— Data supplied —
┌──
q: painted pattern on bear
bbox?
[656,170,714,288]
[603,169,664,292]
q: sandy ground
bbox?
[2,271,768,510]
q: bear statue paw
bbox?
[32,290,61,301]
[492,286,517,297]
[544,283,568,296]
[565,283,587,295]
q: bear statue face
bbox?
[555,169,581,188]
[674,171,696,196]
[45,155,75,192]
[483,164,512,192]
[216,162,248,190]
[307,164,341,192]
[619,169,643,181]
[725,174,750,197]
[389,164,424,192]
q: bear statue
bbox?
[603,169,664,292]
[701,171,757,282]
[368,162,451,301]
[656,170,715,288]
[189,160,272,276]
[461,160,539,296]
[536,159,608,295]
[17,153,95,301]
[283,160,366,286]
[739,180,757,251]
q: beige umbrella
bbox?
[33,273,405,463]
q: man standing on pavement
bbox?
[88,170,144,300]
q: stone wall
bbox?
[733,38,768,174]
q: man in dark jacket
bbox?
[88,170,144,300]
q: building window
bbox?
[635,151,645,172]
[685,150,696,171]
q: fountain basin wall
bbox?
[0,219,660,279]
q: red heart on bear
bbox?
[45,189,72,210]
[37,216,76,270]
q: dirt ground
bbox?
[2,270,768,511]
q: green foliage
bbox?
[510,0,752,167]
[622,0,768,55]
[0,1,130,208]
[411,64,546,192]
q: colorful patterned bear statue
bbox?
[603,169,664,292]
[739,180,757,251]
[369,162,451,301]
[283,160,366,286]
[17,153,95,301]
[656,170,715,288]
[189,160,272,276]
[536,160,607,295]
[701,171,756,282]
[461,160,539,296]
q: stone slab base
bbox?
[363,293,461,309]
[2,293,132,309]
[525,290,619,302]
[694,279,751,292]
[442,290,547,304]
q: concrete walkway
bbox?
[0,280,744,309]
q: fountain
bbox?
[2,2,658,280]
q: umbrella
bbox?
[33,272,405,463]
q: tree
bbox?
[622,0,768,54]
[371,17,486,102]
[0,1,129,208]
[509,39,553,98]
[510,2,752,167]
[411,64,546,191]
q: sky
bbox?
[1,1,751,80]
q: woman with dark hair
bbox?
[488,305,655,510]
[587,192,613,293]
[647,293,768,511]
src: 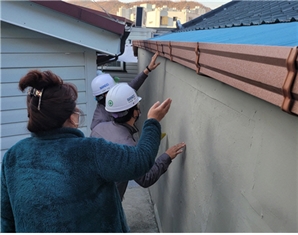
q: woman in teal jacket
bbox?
[1,70,171,233]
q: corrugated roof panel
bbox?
[150,22,298,47]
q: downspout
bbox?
[97,25,131,66]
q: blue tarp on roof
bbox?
[150,22,298,47]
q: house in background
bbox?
[133,1,298,233]
[1,1,132,159]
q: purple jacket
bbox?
[91,121,172,200]
[90,72,148,130]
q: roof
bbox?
[133,0,298,116]
[1,0,132,60]
[151,0,298,46]
[176,0,298,32]
[151,22,298,46]
[30,0,133,35]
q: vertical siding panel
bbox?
[0,22,96,161]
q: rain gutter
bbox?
[133,40,298,116]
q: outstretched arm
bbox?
[128,52,160,91]
[135,142,185,188]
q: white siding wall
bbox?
[1,22,96,159]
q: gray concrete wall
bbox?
[138,49,298,232]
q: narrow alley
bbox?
[123,181,159,233]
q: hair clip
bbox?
[110,111,128,118]
[28,88,43,110]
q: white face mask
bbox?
[73,108,83,128]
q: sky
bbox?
[119,0,231,10]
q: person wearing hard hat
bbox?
[91,83,185,200]
[90,52,160,130]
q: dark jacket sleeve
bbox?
[1,154,16,233]
[94,119,161,181]
[135,153,172,188]
[128,72,148,91]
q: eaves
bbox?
[1,1,129,58]
[133,40,298,115]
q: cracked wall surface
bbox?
[138,48,298,232]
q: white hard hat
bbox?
[105,82,142,113]
[91,73,116,96]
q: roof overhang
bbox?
[1,1,129,56]
[133,40,298,115]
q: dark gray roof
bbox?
[173,0,298,32]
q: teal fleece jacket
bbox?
[1,119,161,233]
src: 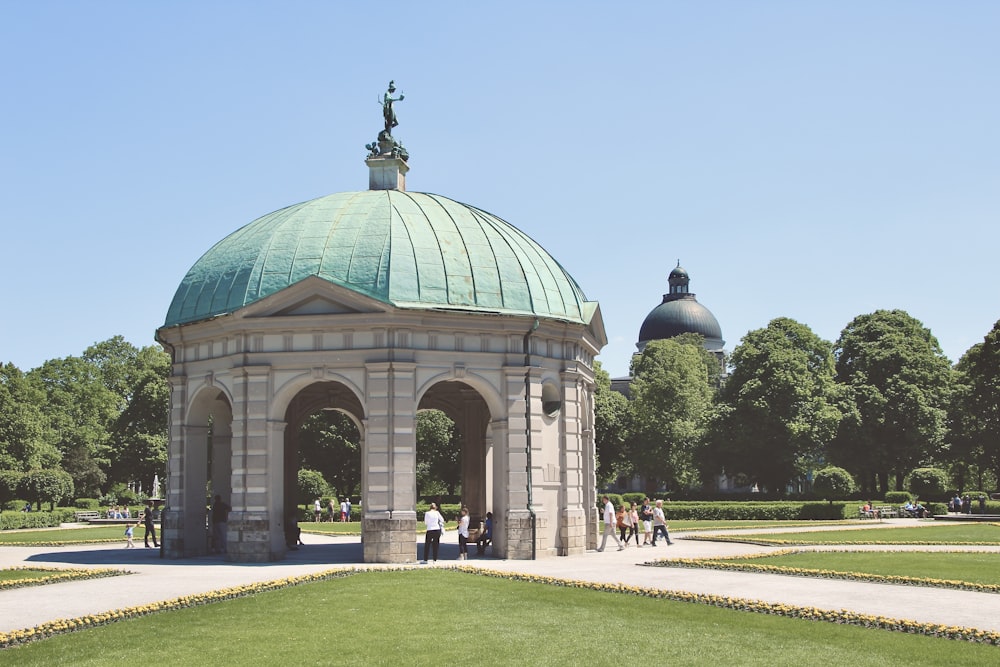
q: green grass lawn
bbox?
[0,569,1000,667]
[716,523,1000,545]
[0,525,125,545]
[667,519,857,532]
[0,569,61,581]
[700,551,1000,585]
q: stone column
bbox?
[226,366,285,563]
[160,376,187,558]
[557,371,588,556]
[361,362,417,563]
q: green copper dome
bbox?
[164,190,594,327]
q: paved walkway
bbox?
[0,519,1000,632]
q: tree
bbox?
[297,468,330,505]
[834,310,952,493]
[0,364,60,472]
[26,357,121,497]
[594,361,635,487]
[417,410,462,495]
[949,321,1000,488]
[20,469,73,511]
[106,348,170,485]
[299,410,361,495]
[708,317,842,495]
[630,339,713,493]
[910,468,948,499]
[813,466,858,505]
[0,470,24,509]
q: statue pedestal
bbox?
[365,155,410,192]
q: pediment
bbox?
[242,276,391,318]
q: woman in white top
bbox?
[458,507,469,560]
[422,503,444,563]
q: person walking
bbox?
[142,500,158,549]
[476,512,493,556]
[653,500,673,547]
[639,498,653,546]
[458,507,469,560]
[212,494,233,554]
[625,503,639,547]
[597,496,625,551]
[420,503,444,565]
[615,503,632,544]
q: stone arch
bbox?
[176,383,233,556]
[417,376,498,525]
[273,378,366,532]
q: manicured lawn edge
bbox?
[684,535,1000,547]
[0,565,132,591]
[7,565,1000,649]
[456,565,1000,646]
[0,538,125,549]
[644,542,1000,593]
[0,567,365,649]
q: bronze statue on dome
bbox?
[382,81,403,134]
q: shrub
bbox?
[885,491,912,505]
[0,470,24,509]
[908,468,948,498]
[813,466,857,502]
[20,469,73,510]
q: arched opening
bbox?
[282,381,364,544]
[417,380,493,526]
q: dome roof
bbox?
[636,260,726,351]
[164,190,588,327]
[639,294,722,347]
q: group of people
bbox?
[948,493,986,514]
[123,502,160,549]
[597,496,673,551]
[108,505,132,519]
[420,503,493,564]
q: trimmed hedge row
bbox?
[0,508,74,530]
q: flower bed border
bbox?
[456,565,1000,646]
[0,565,133,591]
[644,549,1000,593]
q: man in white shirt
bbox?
[598,496,625,551]
[653,500,673,547]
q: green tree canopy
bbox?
[909,468,948,500]
[296,468,330,505]
[834,310,952,492]
[417,410,462,495]
[708,317,842,495]
[0,364,61,472]
[813,466,858,503]
[949,321,1000,486]
[299,410,361,495]
[594,361,635,487]
[630,339,714,492]
[20,469,73,511]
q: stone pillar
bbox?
[160,376,187,558]
[557,371,587,556]
[493,366,543,560]
[226,366,285,563]
[361,362,417,563]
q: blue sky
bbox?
[0,0,1000,375]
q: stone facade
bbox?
[158,277,606,563]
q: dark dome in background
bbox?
[636,262,726,352]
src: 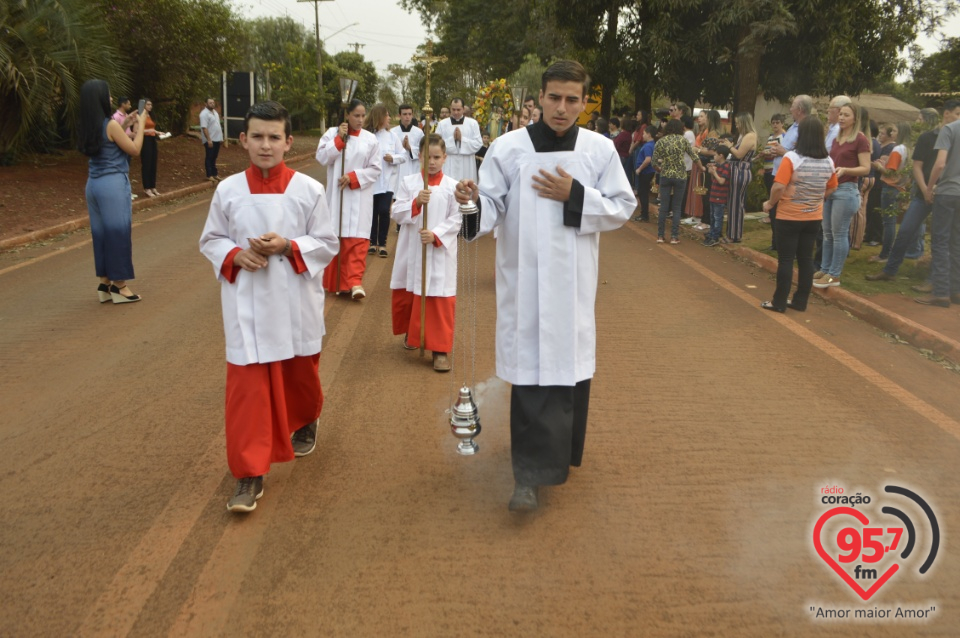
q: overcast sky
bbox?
[231,0,960,80]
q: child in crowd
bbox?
[703,141,730,248]
[634,126,657,222]
[390,135,460,372]
[200,102,339,512]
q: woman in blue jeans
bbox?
[653,120,703,244]
[77,80,144,304]
[813,104,871,288]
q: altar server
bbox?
[437,97,483,181]
[390,134,460,372]
[391,104,423,188]
[317,100,381,299]
[200,102,337,512]
[456,61,637,510]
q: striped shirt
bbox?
[774,151,837,221]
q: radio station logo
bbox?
[813,485,940,601]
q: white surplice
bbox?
[437,117,483,181]
[200,173,339,366]
[316,127,382,239]
[390,124,423,193]
[390,175,460,297]
[371,129,407,192]
[480,129,637,386]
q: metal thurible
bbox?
[450,386,480,456]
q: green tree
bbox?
[0,0,128,163]
[92,0,244,131]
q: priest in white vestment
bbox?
[457,61,637,510]
[437,98,483,181]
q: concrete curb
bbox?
[0,153,314,250]
[721,244,960,364]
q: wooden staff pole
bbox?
[420,111,430,357]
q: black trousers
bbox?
[140,135,157,190]
[203,142,220,177]
[771,219,822,310]
[510,379,590,485]
[763,171,777,250]
[370,192,393,248]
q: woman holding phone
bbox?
[77,80,144,304]
[140,98,163,197]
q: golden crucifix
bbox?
[412,40,447,357]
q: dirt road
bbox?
[0,166,960,636]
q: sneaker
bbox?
[508,483,540,512]
[227,476,263,512]
[813,275,840,288]
[290,421,317,457]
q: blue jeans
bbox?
[820,182,860,277]
[930,195,960,297]
[86,173,133,281]
[707,202,726,241]
[883,195,933,276]
[657,176,687,237]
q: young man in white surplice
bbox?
[437,97,483,181]
[456,60,637,510]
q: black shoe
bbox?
[290,421,317,457]
[914,295,950,308]
[227,476,263,512]
[508,483,540,512]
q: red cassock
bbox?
[214,165,323,479]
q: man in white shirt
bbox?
[437,97,483,181]
[391,104,423,193]
[200,97,223,182]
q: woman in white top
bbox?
[363,104,407,257]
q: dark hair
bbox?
[243,101,293,137]
[796,117,830,159]
[77,80,110,156]
[663,120,683,135]
[540,60,590,96]
[420,133,447,155]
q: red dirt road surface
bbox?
[0,163,960,637]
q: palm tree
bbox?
[0,0,129,162]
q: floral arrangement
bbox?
[473,78,515,131]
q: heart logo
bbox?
[813,507,900,600]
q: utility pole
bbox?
[297,0,331,131]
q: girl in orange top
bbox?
[760,117,837,312]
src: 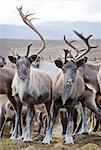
└──
— Given task —
Copy the listing starting at the line containing "q: bronze statue on dome" and ending at the line containing "[813,485,940,601]", both included, and omit the pictures.

— Written solution —
q: bronze statue on dome
bbox?
[382,81,403,134]
q: shrub
bbox?
[885,491,912,505]
[0,470,24,509]
[908,468,948,498]
[813,466,857,502]
[20,469,73,510]
q: arched opening
bbox?
[282,381,364,544]
[417,380,493,526]
q: dome roof
bbox?
[636,260,726,351]
[164,190,588,327]
[639,294,722,347]
q: group of people
bbox?
[948,493,986,514]
[123,502,160,549]
[597,496,673,551]
[108,505,132,519]
[420,503,493,564]
q: trimmed hedge row
bbox?
[0,508,74,530]
q: flower bed border
bbox?
[456,565,1000,646]
[0,565,133,591]
[644,549,1000,593]
q: man in white shirt
bbox?
[598,496,625,551]
[653,500,673,547]
q: green tree canopy
bbox?
[909,468,948,500]
[296,468,330,505]
[834,310,952,492]
[417,410,462,495]
[708,317,842,495]
[0,364,61,472]
[813,466,858,503]
[949,321,1000,486]
[299,410,361,495]
[594,361,635,487]
[630,339,714,492]
[20,469,73,511]
q: stone pillar
bbox?
[160,376,187,558]
[557,371,587,556]
[493,366,543,560]
[226,366,285,563]
[361,362,417,563]
q: blue sky
bbox?
[0,0,1000,375]
q: stone facade
bbox?
[158,277,606,563]
q: dark dome in background
bbox?
[636,262,726,352]
src: 
q: overcast sky
bbox?
[231,0,960,80]
q: child in crowd
bbox?
[703,141,730,248]
[634,126,657,222]
[390,135,460,372]
[200,102,339,512]
q: woman in blue jeans
bbox?
[653,120,703,244]
[77,80,144,304]
[813,104,871,288]
q: altar server
bbox?
[437,97,483,181]
[390,134,460,372]
[391,104,423,188]
[317,100,381,299]
[200,102,337,512]
[456,61,637,510]
q: striped shirt
bbox?
[774,151,837,221]
q: radio station logo
bbox?
[813,485,940,601]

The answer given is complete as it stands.